— Problem to solve —
Copy all of the records below verbatim, omitting the pictures.

— Data for the task —
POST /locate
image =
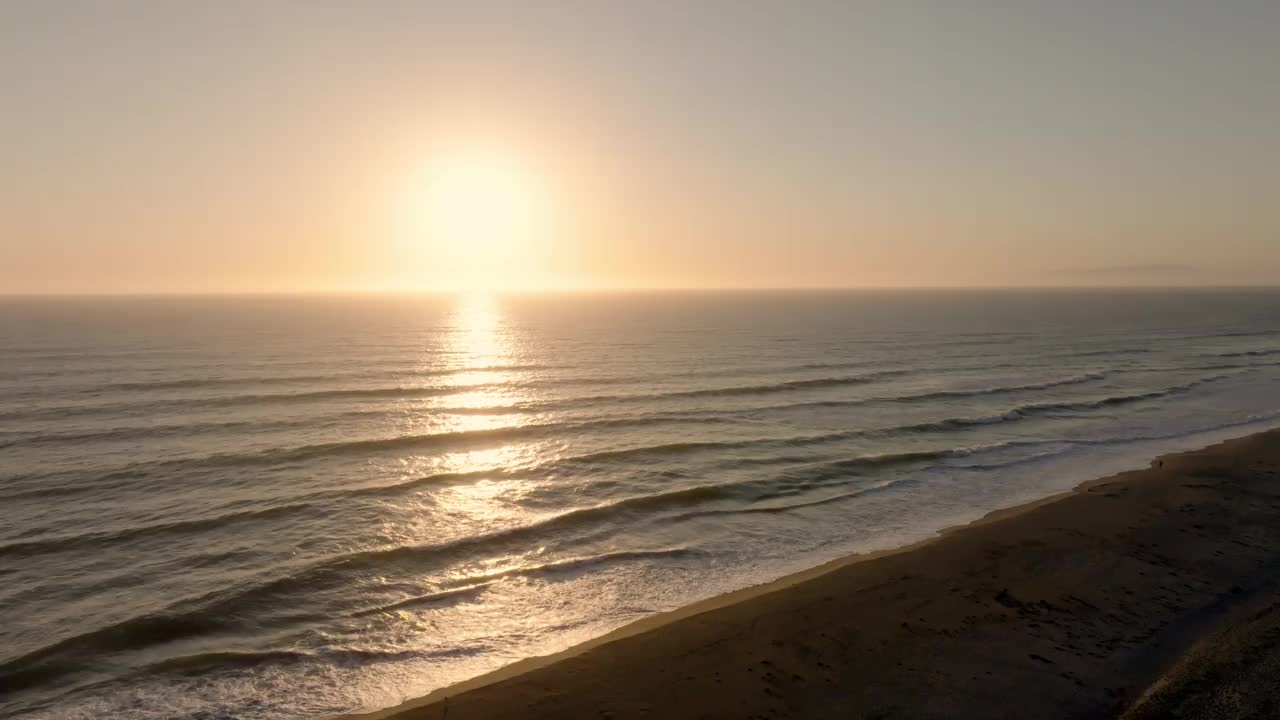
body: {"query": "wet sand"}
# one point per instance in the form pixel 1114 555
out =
pixel 1150 593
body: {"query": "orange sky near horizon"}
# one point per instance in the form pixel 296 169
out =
pixel 558 145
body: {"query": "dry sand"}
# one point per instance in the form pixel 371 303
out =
pixel 1148 595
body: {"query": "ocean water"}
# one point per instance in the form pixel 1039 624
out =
pixel 298 506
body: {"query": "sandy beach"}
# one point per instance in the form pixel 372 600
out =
pixel 1142 595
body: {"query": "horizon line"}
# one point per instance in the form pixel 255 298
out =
pixel 629 291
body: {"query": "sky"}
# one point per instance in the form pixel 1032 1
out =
pixel 298 146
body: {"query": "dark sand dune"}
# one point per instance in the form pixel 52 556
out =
pixel 1150 593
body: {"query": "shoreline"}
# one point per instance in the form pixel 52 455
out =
pixel 493 693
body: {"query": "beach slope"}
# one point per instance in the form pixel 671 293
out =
pixel 1143 593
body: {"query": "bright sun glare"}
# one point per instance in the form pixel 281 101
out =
pixel 478 219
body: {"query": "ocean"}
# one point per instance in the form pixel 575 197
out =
pixel 289 507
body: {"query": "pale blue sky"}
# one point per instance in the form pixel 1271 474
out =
pixel 245 146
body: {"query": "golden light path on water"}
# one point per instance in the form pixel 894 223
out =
pixel 475 490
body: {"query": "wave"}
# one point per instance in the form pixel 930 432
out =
pixel 1251 354
pixel 68 656
pixel 534 431
pixel 466 592
pixel 434 391
pixel 27 548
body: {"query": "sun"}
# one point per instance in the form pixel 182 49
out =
pixel 478 218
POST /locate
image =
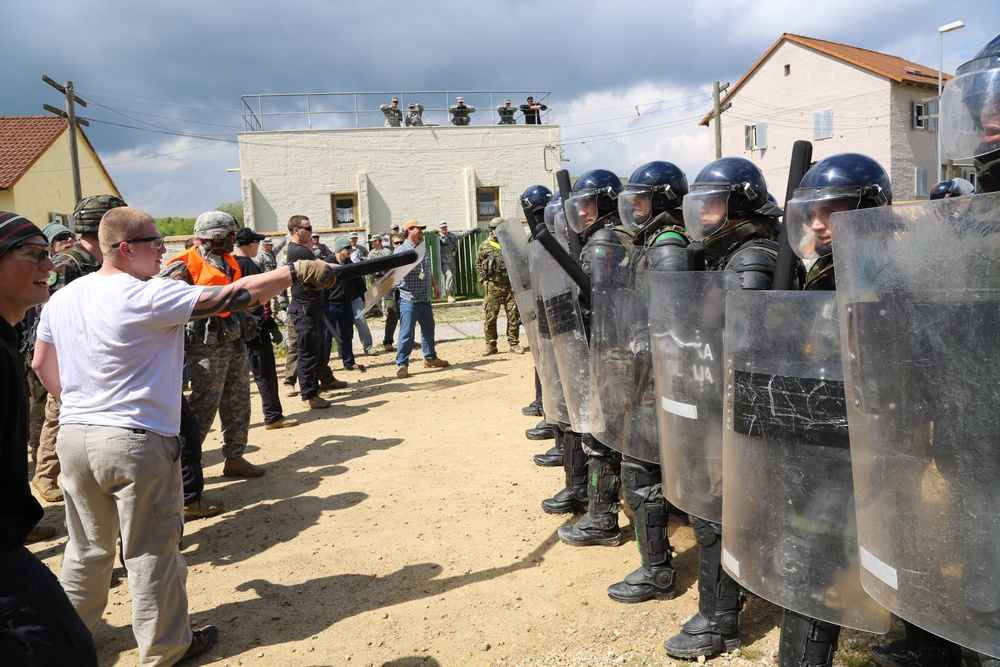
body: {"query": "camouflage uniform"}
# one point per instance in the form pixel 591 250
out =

— The output —
POST /locate
image =
body: {"query": "wet sand"}
# one point per instance in the form pixel 1114 555
out =
pixel 1150 593
body: {"query": "orange sky near horizon"}
# one point per instance in the form pixel 296 169
out =
pixel 558 145
body: {"query": "dry sand"}
# one point per instance in the form pixel 371 303
out =
pixel 1148 595
body: {"query": "ocean water"}
# one point per instance in the form pixel 1039 624
out =
pixel 298 506
body: {"query": "sandy beach"}
# one point per instance in the form pixel 372 600
out =
pixel 1142 595
body: {"query": "horizon line"}
# one point per instance in the form pixel 255 298
out =
pixel 629 291
body: {"query": "sky"}
# one point per instance in the form pixel 1032 1
out =
pixel 298 146
body: {"query": "dark sand dune"}
# one point per instance in the form pixel 52 556
out =
pixel 1150 593
body: {"query": "shoreline"}
# one point per instance in the form pixel 52 455
out =
pixel 493 693
body: {"query": "beach slope"}
# one point per instance in the form pixel 671 293
out =
pixel 1143 593
body: {"query": "bright sun glare"}
# one point per instance in the form pixel 281 101
out =
pixel 478 219
body: {"query": "ocean"}
# one point per instance in the form pixel 575 197
out =
pixel 289 507
body: {"query": "pale blue sky"}
# one point per instance in the form pixel 1271 474
out =
pixel 245 146
body: {"query": "golden light path on water"}
# one point per instance in the form pixel 894 223
out =
pixel 475 490
body: {"query": "wave"}
# one point per instance in the form pixel 930 432
out =
pixel 1251 354
pixel 68 656
pixel 534 431
pixel 466 592
pixel 434 391
pixel 27 548
body: {"query": "sun"}
# one point per instance in the form pixel 182 49
out =
pixel 478 218
POST /locate
image =
body: {"query": "camouflage uniform"}
# one point per instance in the form pixel 591 250
out =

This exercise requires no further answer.